- [Exercise passage]:
* * * * *

Opinion
1:09-cr-00311-MCA.
June 1, 2011
ORDER
THIS MATTER is before the Court on the Government's motion for remand into custody under 18 U.S.C. § 3143, which motion followed the jury's return of a guilty verdict on Count 2 of the Superseding Indictment. The jury returned its verdict on May 31, 2011. Having fully considered the pleadings of record, the applicable law, the evidence and arguments of counsel presented on the record, and having staffed the matter with the Chief United States Probation Officer and a Pretrial Services Officer, and otherwise being fully advised in the premises, the Court determines that Defendant should be remanded into custody.
Subject to some exceptions, Section 3143(a) requires this Court to remand a defendant into custody if that defendant has been convicted of an offense for which a maximum term of imprisonment of ten years or more is prescribed in the Controlled Substances Act. See § 3143(a)(2); 18 U.S.C. § 3142(C). The Court need not remand Defendant, however, if the Court finds (1) that "there is a substantial likelihood that a motion for acquittal or new trial will be granted" or "an attorney for the Government has recommended that no sentence of imprisonment be imposed on the person" and (2) by "clear and convincing evidence that the person is not likely to flee or pose a danger to any other person or the community." Section 3143(a)(2). With regard to the Section 3143(a)(2) exceptions, the Court finds the following:
1. There is no substantial likelihood that a motion for acquittal or a new trial will be granted.

* * * * *

- [Study questions]:
#1 How would the stretch of the remand order from "June 1, 2011" through "remanded into custody." read if you changed "jury" to "panel"?
#2 Can you carry the remand order forward past its last sentence?

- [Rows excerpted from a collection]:
* * * * *

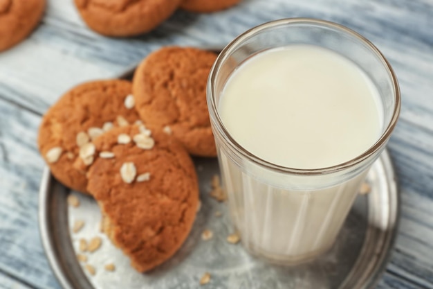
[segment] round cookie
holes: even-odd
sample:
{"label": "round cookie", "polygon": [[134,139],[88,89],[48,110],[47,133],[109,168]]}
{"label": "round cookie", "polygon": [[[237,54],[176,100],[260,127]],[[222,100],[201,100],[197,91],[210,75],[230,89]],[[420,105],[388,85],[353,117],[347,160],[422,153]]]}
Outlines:
{"label": "round cookie", "polygon": [[150,31],[176,10],[181,0],[75,0],[89,27],[107,36]]}
{"label": "round cookie", "polygon": [[214,157],[206,104],[206,82],[214,53],[165,47],[151,53],[133,76],[136,109],[146,125],[172,134],[194,155]]}
{"label": "round cookie", "polygon": [[93,160],[89,141],[113,126],[139,119],[127,80],[80,85],[63,95],[44,116],[38,146],[54,176],[65,186],[86,193],[87,166]]}
{"label": "round cookie", "polygon": [[45,0],[0,0],[0,51],[18,44],[36,27]]}
{"label": "round cookie", "polygon": [[183,0],[181,8],[190,12],[208,13],[227,9],[241,0]]}
{"label": "round cookie", "polygon": [[[181,247],[199,204],[197,177],[185,148],[162,132],[147,135],[130,125],[100,137],[93,143],[100,157],[87,173],[88,191],[104,216],[104,231],[140,272]],[[131,141],[119,143],[126,137]]]}

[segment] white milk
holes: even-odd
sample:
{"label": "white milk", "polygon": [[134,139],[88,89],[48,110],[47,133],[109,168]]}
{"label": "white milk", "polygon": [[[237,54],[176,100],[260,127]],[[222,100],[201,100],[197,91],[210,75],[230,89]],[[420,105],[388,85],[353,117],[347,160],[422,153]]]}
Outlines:
{"label": "white milk", "polygon": [[233,73],[219,114],[253,155],[295,168],[349,161],[378,139],[378,92],[353,63],[325,49],[293,45],[260,53]]}
{"label": "white milk", "polygon": [[[379,97],[351,61],[323,48],[293,45],[261,53],[237,69],[219,112],[233,139],[257,157],[293,168],[321,168],[356,157],[378,139]],[[266,170],[258,179],[219,153],[244,245],[277,261],[303,261],[329,249],[367,174],[296,190],[276,184]]]}

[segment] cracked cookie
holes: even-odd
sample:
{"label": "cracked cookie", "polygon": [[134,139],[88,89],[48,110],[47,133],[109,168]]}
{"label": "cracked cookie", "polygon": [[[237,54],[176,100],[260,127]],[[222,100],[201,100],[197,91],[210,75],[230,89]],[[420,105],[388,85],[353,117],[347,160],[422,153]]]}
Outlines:
{"label": "cracked cookie", "polygon": [[[126,137],[131,141],[119,141]],[[138,271],[149,270],[180,248],[192,227],[199,202],[192,161],[176,139],[137,125],[115,128],[93,143],[97,155],[109,156],[87,173],[104,232]]]}
{"label": "cracked cookie", "polygon": [[0,51],[18,44],[36,27],[45,0],[0,0]]}
{"label": "cracked cookie", "polygon": [[86,172],[96,157],[91,140],[139,119],[131,90],[127,80],[86,82],[66,92],[48,110],[39,126],[38,146],[57,180],[86,192]]}
{"label": "cracked cookie", "polygon": [[151,53],[133,76],[136,109],[146,125],[173,134],[192,155],[217,155],[206,104],[212,52],[165,47]]}
{"label": "cracked cookie", "polygon": [[241,0],[183,0],[180,8],[190,12],[208,13],[227,9]]}
{"label": "cracked cookie", "polygon": [[181,0],[75,0],[83,20],[107,36],[150,31],[176,10]]}

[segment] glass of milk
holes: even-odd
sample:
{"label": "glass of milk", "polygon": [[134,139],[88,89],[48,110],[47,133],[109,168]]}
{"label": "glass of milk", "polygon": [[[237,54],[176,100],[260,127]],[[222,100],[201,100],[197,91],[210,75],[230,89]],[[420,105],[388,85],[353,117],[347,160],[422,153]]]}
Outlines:
{"label": "glass of milk", "polygon": [[400,100],[392,69],[367,40],[334,23],[287,19],[223,50],[208,105],[243,245],[297,264],[332,246]]}

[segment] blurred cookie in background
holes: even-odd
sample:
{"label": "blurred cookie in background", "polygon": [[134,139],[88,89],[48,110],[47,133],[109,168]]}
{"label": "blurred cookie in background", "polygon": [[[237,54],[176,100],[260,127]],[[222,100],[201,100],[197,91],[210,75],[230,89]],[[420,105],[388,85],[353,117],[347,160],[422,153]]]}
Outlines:
{"label": "blurred cookie in background", "polygon": [[181,0],[75,0],[90,28],[107,36],[149,32],[177,9]]}
{"label": "blurred cookie in background", "polygon": [[45,0],[0,0],[0,51],[24,40],[44,15]]}
{"label": "blurred cookie in background", "polygon": [[183,0],[181,8],[190,12],[210,13],[232,7],[241,0]]}

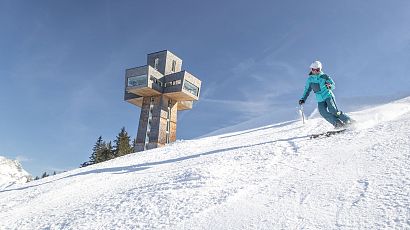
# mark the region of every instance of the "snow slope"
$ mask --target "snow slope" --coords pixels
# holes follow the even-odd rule
[[[0,190],[13,184],[24,184],[29,180],[31,175],[23,169],[19,161],[0,156]]]
[[[0,191],[0,229],[409,229],[410,98],[180,141]]]

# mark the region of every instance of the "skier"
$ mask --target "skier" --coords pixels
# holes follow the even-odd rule
[[[342,111],[337,109],[335,95],[335,83],[328,75],[322,72],[322,63],[315,61],[310,65],[309,78],[306,81],[305,91],[299,100],[299,105],[305,103],[310,91],[316,94],[320,115],[336,129],[344,128],[353,123],[353,120]]]

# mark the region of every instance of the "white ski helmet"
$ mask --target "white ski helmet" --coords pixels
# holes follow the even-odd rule
[[[314,61],[312,64],[310,64],[310,68],[322,70],[322,63],[320,63],[320,61]]]

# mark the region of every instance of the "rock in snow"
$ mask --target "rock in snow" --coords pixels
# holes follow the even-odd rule
[[[0,190],[30,180],[31,175],[23,169],[19,161],[0,156]]]
[[[409,229],[410,98],[178,141],[0,190],[0,229]]]

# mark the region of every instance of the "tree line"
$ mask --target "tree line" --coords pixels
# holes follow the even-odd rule
[[[97,142],[94,144],[92,149],[89,160],[82,163],[80,167],[86,167],[133,153],[135,152],[135,145],[136,139],[134,139],[131,143],[131,137],[125,130],[125,127],[122,127],[120,133],[114,140],[114,146],[111,141],[105,142],[102,136],[98,137]]]

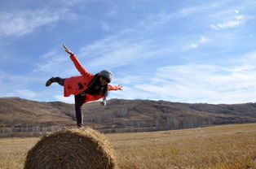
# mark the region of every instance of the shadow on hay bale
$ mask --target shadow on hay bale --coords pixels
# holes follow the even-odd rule
[[[117,169],[108,140],[90,128],[59,131],[42,137],[29,151],[24,169]]]

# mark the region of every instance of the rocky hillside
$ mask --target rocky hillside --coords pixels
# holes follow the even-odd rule
[[[99,102],[87,103],[83,106],[83,112],[86,125],[104,132],[157,131],[256,122],[256,103],[213,105],[113,99],[106,106]],[[46,128],[52,126],[75,124],[73,104],[0,98],[2,131],[7,127],[32,131],[29,128],[35,126],[48,130]]]

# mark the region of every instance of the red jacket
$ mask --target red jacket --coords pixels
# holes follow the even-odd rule
[[[82,76],[72,76],[65,79],[64,88],[64,96],[68,97],[71,94],[77,95],[88,87],[88,84],[90,82],[92,78],[94,77],[94,74],[89,72],[86,69],[83,67],[83,66],[78,61],[77,56],[73,54],[70,56],[71,60],[73,62],[75,67],[81,73]],[[118,90],[119,87],[117,85],[110,85],[108,84],[108,90]],[[86,93],[86,99],[84,102],[88,102],[91,101],[99,100],[103,98],[103,96],[99,93],[95,95],[90,95]]]

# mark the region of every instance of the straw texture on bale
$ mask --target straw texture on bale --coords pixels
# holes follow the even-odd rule
[[[29,151],[24,169],[117,169],[107,137],[90,128],[47,134]]]

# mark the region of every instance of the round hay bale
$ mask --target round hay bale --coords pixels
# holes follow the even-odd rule
[[[47,134],[28,152],[24,169],[117,169],[107,137],[90,128]]]

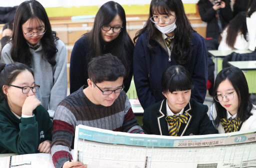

* * * * *

- [Answers to the tasks]:
#1
June 1, 2011
ORDER
THIS MATTER is before the Court on the Government's motion for remand into custody under 18 U.S.C. § 3143, which motion followed the panel's return of a guilty verdict on Count 2 of the Superseding Indictment. The panel returned its verdict on May 31, 2011. Having fully considered the pleadings of record, the applicable law, the evidence and arguments of counsel presented on the record, and having staffed the matter with the Chief United States Probation Officer and a Pretrial Services Officer, and otherwise being fully advised in the premises, the Court determines that Defendant should be remanded into custody.

#2
2. The Government has not represented that it will recommend that no sentence of imprisonment be imposed.
3. Defendant is not a flight risk
4. Defendant exercised extremely poor judgment in the manner in which she dealt with Agent Caroland (the undercover officer) and with respect to her ultimate issuance to him of a prescription for Methadone. The evidence at trial established that Defendant displayed extremely poor medical judgment in evaluating Agent Caroland's need for medical treatment and medication.
5. Defendant's medical license remains active and current.
6. Defendant represented that her medical practice has been voluntarily shut down, or is shutting down, but the details of her current treatment of patients are obscured.
5. Defendant's demonstrated poor judgment, together with her active and current medical license, poses a danger to the community.
6. Defendant, up to this time, has been compliant with her conditions of release.
Based on these findings, release pending sentencing under Section 3143(a)(2) is not appropriate.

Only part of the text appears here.